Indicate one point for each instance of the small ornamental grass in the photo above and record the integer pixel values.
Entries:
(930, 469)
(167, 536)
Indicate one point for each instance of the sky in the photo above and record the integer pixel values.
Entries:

━━━━━━━━━━━━━━━━━━━━━━━━━━━━━━

AIM OF THE EXERCISE: Exactly the lines from the start of the entries through the one bearing "Indicate one point for each instance of the sky" are to be output, with both ends included.

YOUR SOLUTION:
Indicate one point for each instance of the small ornamental grass in the photo above and record the integer pixel values.
Entries:
(930, 469)
(167, 536)
Indicate one point for each instance of the sky in the photo above and record the integer pixel values.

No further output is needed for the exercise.